- _Set task_
Reproduce every one of the records below, replacing each occurrence of "instance" with "occurrence" and leaving everything else unchanged.

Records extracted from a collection
------------------------------------

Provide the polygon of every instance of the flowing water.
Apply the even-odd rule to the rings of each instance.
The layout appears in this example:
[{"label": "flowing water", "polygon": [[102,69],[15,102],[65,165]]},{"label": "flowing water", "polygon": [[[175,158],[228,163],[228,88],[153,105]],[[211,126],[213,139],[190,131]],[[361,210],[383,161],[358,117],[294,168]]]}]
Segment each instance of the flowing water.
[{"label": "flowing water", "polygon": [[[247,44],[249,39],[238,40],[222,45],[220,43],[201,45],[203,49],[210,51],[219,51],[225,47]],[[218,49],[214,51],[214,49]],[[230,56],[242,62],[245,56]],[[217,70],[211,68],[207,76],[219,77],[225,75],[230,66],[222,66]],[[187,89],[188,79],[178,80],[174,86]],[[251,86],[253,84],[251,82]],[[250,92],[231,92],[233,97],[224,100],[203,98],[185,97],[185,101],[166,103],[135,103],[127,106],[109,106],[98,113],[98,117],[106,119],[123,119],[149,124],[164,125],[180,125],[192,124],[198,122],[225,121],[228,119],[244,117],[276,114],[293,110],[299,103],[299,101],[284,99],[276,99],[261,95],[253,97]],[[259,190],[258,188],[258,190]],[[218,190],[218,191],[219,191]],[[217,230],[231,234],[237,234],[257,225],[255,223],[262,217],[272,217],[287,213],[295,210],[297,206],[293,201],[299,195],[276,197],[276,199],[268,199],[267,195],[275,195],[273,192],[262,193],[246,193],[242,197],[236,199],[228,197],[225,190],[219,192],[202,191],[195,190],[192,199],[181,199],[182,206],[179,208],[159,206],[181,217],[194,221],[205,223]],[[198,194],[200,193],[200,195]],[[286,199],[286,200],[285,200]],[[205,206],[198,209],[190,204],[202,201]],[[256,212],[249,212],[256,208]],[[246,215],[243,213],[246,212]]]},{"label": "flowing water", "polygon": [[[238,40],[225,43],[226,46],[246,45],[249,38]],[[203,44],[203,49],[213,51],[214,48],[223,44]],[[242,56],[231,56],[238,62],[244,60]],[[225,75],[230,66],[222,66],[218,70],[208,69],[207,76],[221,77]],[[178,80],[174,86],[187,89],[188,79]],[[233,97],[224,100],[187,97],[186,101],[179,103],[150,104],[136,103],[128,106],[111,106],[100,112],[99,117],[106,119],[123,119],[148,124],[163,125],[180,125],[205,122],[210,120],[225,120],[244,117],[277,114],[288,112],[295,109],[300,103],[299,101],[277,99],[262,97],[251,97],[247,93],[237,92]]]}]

------------------------------------

- _Written answer_
Provide the polygon of every occurrence of the flowing water.
Apply the even-odd rule to the rings of each occurrence.
The layout appears in this example:
[{"label": "flowing water", "polygon": [[102,69],[15,102],[65,165]]},{"label": "flowing water", "polygon": [[[175,158],[228,163],[228,88],[153,105]],[[211,126],[213,139],[190,131]],[[361,210],[383,161],[358,117],[294,168]]]}]
Segment each occurrence of the flowing water.
[{"label": "flowing water", "polygon": [[[247,44],[249,39],[238,40],[222,45],[220,43],[201,45],[203,49],[210,51],[219,51],[225,47]],[[218,49],[214,51],[214,49]],[[230,56],[242,62],[245,56]],[[217,70],[211,68],[207,76],[219,77],[225,75],[230,66],[222,66]],[[187,89],[188,79],[178,80],[174,86]],[[251,86],[253,84],[251,82]],[[250,92],[231,92],[233,97],[224,100],[203,98],[185,97],[185,101],[166,103],[135,103],[127,106],[109,106],[98,113],[98,117],[106,119],[123,119],[149,124],[164,125],[180,125],[192,124],[198,122],[225,121],[228,119],[244,117],[276,114],[293,110],[299,103],[299,101],[284,99],[276,99],[261,95],[253,97]],[[259,190],[258,188],[258,190]],[[218,190],[218,191],[219,191]],[[217,230],[231,234],[237,234],[257,225],[255,223],[262,217],[272,217],[287,213],[295,210],[297,206],[293,201],[299,195],[276,197],[276,199],[268,199],[267,195],[275,195],[273,192],[262,193],[246,193],[242,197],[236,199],[228,197],[225,190],[219,192],[202,191],[195,190],[192,199],[181,199],[182,206],[179,208],[159,206],[181,217],[194,221],[205,223]],[[198,194],[200,193],[200,195]],[[286,199],[286,200],[285,200]],[[205,206],[198,209],[190,204],[202,201]],[[256,212],[249,212],[256,208]],[[246,215],[243,213],[246,212]]]},{"label": "flowing water", "polygon": [[[238,40],[225,43],[226,46],[246,45],[249,38]],[[203,44],[203,49],[213,51],[214,48],[223,44]],[[242,56],[231,56],[238,62],[244,60]],[[225,75],[230,66],[222,66],[218,70],[208,69],[207,76],[221,77]],[[178,80],[174,86],[187,89],[188,79]],[[233,97],[224,100],[187,97],[186,101],[179,103],[150,104],[136,103],[128,106],[111,106],[100,112],[99,117],[106,119],[123,119],[148,124],[163,125],[180,125],[205,122],[210,120],[225,120],[244,117],[277,114],[288,112],[295,109],[300,103],[299,101],[277,99],[262,97],[251,97],[247,93],[237,92]]]}]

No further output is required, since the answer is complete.